(Annotated photo localization data)
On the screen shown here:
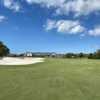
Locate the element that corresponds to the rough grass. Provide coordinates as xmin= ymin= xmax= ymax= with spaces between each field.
xmin=0 ymin=58 xmax=100 ymax=100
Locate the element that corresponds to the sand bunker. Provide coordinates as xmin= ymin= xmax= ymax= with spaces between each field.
xmin=0 ymin=57 xmax=44 ymax=65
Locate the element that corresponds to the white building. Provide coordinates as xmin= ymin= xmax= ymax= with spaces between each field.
xmin=24 ymin=52 xmax=33 ymax=57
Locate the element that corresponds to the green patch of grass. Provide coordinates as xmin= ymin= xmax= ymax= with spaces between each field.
xmin=0 ymin=58 xmax=100 ymax=100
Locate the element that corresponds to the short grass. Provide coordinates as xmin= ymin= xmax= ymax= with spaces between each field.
xmin=0 ymin=58 xmax=100 ymax=100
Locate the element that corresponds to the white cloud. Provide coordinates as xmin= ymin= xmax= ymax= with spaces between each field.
xmin=1 ymin=0 xmax=100 ymax=16
xmin=45 ymin=19 xmax=100 ymax=36
xmin=45 ymin=19 xmax=56 ymax=31
xmin=2 ymin=0 xmax=21 ymax=12
xmin=56 ymin=0 xmax=100 ymax=16
xmin=26 ymin=0 xmax=100 ymax=16
xmin=70 ymin=25 xmax=85 ymax=33
xmin=88 ymin=26 xmax=100 ymax=36
xmin=45 ymin=19 xmax=85 ymax=34
xmin=26 ymin=0 xmax=65 ymax=8
xmin=0 ymin=15 xmax=6 ymax=22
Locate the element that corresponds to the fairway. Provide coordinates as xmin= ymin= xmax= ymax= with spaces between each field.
xmin=0 ymin=58 xmax=100 ymax=100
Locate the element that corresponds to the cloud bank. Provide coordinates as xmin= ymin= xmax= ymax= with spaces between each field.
xmin=26 ymin=0 xmax=100 ymax=16
xmin=45 ymin=19 xmax=85 ymax=34
xmin=45 ymin=19 xmax=100 ymax=36
xmin=0 ymin=0 xmax=100 ymax=37
xmin=2 ymin=0 xmax=21 ymax=12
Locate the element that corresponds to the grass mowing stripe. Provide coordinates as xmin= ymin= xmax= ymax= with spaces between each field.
xmin=0 ymin=58 xmax=100 ymax=100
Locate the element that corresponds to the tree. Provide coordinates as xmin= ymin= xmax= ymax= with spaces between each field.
xmin=88 ymin=53 xmax=94 ymax=59
xmin=78 ymin=53 xmax=84 ymax=58
xmin=64 ymin=53 xmax=76 ymax=58
xmin=0 ymin=41 xmax=10 ymax=57
xmin=95 ymin=49 xmax=100 ymax=59
xmin=88 ymin=49 xmax=100 ymax=59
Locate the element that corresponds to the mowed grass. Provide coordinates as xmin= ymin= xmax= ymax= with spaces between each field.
xmin=0 ymin=59 xmax=100 ymax=100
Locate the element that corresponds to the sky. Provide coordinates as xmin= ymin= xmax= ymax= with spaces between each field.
xmin=0 ymin=0 xmax=100 ymax=53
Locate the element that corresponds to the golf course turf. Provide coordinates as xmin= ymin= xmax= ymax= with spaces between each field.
xmin=0 ymin=58 xmax=100 ymax=100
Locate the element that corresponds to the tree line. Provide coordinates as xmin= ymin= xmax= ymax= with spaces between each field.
xmin=0 ymin=41 xmax=100 ymax=59
xmin=64 ymin=50 xmax=100 ymax=59
xmin=88 ymin=50 xmax=100 ymax=59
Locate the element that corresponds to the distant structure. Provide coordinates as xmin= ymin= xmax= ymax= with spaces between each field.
xmin=32 ymin=52 xmax=57 ymax=57
xmin=24 ymin=52 xmax=33 ymax=57
xmin=8 ymin=52 xmax=64 ymax=58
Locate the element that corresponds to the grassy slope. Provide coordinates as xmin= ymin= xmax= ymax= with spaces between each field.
xmin=0 ymin=58 xmax=100 ymax=100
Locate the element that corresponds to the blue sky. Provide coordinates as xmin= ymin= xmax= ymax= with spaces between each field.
xmin=0 ymin=0 xmax=100 ymax=53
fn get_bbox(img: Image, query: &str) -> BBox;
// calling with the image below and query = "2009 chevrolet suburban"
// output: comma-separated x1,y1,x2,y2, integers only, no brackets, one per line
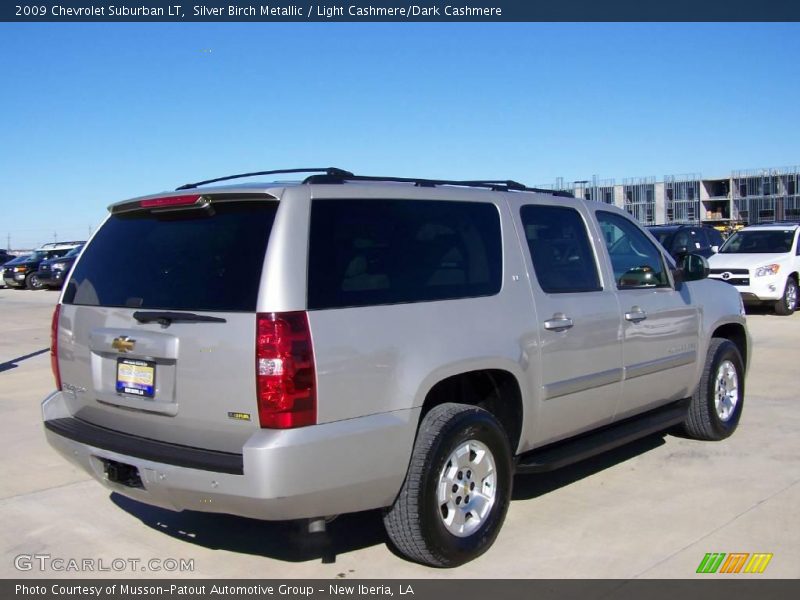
43,168,750,567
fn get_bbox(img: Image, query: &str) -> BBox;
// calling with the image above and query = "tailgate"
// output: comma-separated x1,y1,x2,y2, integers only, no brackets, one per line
57,197,278,453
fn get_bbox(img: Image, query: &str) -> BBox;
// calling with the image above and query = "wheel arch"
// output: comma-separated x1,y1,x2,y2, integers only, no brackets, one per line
710,321,749,372
417,367,525,454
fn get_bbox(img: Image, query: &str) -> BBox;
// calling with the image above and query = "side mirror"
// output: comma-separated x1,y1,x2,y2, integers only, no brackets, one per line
681,253,709,282
711,245,720,254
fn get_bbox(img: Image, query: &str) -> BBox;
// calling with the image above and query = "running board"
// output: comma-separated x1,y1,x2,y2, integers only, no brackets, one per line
515,399,690,474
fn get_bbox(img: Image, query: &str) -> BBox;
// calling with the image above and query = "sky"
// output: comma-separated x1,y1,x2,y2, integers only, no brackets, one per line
1,22,799,248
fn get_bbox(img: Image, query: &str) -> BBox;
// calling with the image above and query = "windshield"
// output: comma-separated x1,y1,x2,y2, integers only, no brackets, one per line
5,255,31,265
29,251,48,261
64,245,83,258
719,230,795,254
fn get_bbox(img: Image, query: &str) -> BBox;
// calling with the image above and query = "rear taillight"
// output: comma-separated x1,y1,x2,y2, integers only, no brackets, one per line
51,304,62,391
256,312,316,429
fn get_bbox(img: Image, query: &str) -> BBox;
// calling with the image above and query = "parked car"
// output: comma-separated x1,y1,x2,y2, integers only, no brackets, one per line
3,254,33,289
2,242,84,289
0,250,14,287
708,223,800,316
35,244,84,290
647,224,724,260
42,168,749,567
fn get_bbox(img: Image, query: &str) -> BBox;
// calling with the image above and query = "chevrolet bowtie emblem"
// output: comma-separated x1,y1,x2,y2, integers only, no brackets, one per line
111,336,136,353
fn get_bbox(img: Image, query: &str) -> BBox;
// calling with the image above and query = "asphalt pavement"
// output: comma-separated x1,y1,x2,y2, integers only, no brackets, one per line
1,287,798,579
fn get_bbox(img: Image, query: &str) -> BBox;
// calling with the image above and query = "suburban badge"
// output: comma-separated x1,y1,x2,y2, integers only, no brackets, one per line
227,412,251,421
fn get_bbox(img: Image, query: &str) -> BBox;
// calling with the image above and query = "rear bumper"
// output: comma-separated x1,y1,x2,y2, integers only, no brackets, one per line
45,417,245,474
42,391,419,521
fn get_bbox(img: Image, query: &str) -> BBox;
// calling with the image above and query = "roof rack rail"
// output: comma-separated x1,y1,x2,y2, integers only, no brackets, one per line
38,240,86,248
175,168,574,198
302,172,575,197
175,167,354,191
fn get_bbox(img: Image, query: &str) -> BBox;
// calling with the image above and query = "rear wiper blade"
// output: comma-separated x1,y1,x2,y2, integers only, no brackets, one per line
132,311,227,327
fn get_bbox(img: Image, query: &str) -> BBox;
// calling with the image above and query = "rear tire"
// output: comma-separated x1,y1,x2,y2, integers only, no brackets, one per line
681,339,744,441
383,403,512,567
774,278,797,316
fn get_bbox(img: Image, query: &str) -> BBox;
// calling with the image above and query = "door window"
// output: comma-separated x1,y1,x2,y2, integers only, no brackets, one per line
520,205,601,293
597,211,669,289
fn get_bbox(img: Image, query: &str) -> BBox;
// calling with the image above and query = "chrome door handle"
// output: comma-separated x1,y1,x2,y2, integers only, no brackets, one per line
544,314,574,332
625,308,648,323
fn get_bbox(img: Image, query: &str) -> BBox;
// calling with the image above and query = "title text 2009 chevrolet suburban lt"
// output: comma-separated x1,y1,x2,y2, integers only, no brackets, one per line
43,168,750,567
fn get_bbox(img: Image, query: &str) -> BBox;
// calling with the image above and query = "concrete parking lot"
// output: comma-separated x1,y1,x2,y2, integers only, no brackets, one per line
1,287,798,579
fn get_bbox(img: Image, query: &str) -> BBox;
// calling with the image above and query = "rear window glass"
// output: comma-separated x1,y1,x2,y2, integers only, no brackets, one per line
63,201,278,312
308,199,502,310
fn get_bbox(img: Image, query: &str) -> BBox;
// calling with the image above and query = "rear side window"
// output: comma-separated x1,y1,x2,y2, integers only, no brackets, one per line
520,205,601,293
308,199,502,310
64,201,278,312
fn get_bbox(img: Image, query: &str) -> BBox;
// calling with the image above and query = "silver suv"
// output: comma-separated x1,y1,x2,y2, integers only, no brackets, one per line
43,168,750,567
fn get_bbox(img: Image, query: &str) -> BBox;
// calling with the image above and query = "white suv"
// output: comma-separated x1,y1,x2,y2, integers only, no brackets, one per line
708,223,800,316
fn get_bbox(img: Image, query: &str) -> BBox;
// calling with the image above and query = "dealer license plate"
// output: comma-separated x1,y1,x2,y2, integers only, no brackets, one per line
116,358,156,398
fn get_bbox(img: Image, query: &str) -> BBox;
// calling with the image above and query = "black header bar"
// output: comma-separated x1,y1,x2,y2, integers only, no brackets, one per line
6,580,800,600
4,1,800,22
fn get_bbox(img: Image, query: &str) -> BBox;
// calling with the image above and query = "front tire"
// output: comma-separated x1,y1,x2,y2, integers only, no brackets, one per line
774,278,798,316
681,339,745,441
383,403,512,567
25,273,43,290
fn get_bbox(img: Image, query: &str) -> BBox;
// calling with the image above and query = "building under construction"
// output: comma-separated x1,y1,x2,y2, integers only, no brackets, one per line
554,165,800,228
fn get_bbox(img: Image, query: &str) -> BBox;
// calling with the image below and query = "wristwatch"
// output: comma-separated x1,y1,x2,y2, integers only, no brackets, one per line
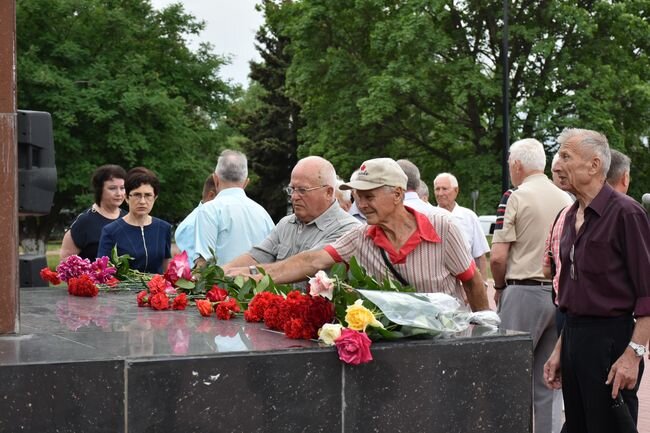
628,341,647,357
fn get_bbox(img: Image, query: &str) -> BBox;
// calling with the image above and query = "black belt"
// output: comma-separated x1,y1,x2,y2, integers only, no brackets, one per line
507,279,551,286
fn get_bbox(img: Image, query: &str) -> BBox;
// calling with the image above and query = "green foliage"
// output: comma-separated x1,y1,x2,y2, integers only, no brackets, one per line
16,0,238,238
278,0,650,213
227,0,302,221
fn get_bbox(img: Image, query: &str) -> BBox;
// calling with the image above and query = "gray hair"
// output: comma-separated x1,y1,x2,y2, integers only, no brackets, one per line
509,138,546,171
396,159,421,191
335,178,351,201
434,172,459,188
416,180,429,199
607,149,631,184
551,152,560,169
215,149,248,182
557,128,611,176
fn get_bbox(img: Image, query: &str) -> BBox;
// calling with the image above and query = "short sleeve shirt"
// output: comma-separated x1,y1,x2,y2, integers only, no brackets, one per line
325,207,475,301
492,174,572,281
450,204,490,259
249,201,360,263
69,207,127,260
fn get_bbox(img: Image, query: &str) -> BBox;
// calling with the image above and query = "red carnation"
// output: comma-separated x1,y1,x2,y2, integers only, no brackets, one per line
40,267,61,285
262,296,286,331
67,275,99,297
216,298,241,320
206,285,228,302
245,292,282,323
147,274,172,295
196,299,213,317
172,293,188,310
106,277,120,288
150,292,170,310
136,290,149,307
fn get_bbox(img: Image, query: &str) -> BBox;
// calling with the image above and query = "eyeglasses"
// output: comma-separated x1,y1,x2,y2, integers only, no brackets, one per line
569,244,576,280
129,193,155,202
283,185,327,196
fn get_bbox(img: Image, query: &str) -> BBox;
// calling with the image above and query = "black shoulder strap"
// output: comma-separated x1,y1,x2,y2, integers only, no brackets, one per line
379,248,409,286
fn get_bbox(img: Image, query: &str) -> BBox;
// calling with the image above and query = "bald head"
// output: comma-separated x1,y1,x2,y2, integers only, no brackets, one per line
289,156,337,223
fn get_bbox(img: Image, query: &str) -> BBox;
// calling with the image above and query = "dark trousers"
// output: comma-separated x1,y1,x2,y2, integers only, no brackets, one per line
561,314,644,433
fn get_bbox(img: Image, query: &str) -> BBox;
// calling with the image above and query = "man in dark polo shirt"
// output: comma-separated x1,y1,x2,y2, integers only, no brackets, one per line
544,128,650,432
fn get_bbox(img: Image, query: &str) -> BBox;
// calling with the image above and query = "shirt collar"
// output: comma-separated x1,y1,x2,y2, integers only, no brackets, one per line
216,187,246,198
366,206,441,249
289,200,341,230
587,182,614,217
365,206,441,264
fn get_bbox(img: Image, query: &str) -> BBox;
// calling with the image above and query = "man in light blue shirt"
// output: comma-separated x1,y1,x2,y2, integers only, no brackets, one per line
174,175,217,261
194,150,274,266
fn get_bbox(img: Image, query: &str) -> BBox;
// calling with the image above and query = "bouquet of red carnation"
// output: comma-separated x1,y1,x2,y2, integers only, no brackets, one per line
136,273,188,311
251,290,334,340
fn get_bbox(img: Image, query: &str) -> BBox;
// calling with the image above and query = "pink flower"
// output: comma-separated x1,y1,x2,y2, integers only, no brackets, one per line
164,251,193,285
308,270,335,300
89,256,117,284
334,328,373,365
56,255,92,282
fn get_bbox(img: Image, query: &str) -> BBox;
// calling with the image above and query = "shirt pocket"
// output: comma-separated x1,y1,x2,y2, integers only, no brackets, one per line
580,240,614,275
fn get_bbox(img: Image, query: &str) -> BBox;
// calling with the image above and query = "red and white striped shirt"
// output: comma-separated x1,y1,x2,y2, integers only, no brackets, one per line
324,207,475,301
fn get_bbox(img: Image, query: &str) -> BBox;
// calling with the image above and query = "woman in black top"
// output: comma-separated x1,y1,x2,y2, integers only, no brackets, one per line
60,165,127,260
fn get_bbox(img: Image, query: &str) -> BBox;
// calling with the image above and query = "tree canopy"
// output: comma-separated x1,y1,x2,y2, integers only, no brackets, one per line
278,0,650,212
17,0,236,245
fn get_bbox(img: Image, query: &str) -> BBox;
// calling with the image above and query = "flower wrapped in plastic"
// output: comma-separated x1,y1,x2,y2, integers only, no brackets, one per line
356,290,471,337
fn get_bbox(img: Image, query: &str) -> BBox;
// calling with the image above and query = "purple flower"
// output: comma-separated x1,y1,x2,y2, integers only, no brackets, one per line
90,256,117,284
56,255,93,282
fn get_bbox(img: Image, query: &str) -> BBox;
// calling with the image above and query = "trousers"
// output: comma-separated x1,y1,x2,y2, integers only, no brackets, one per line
499,284,562,433
561,314,644,433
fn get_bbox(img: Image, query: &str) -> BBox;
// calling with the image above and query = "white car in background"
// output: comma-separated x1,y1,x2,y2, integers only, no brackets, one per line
478,215,497,236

- Exercise details:
Pull out all lines containing the word "window" from the entries above.

- Response below:
// calling with the image above and query = "door window"
// calling with the image above and query = "rear window glass"
// calling with the image above and query = "rear side window"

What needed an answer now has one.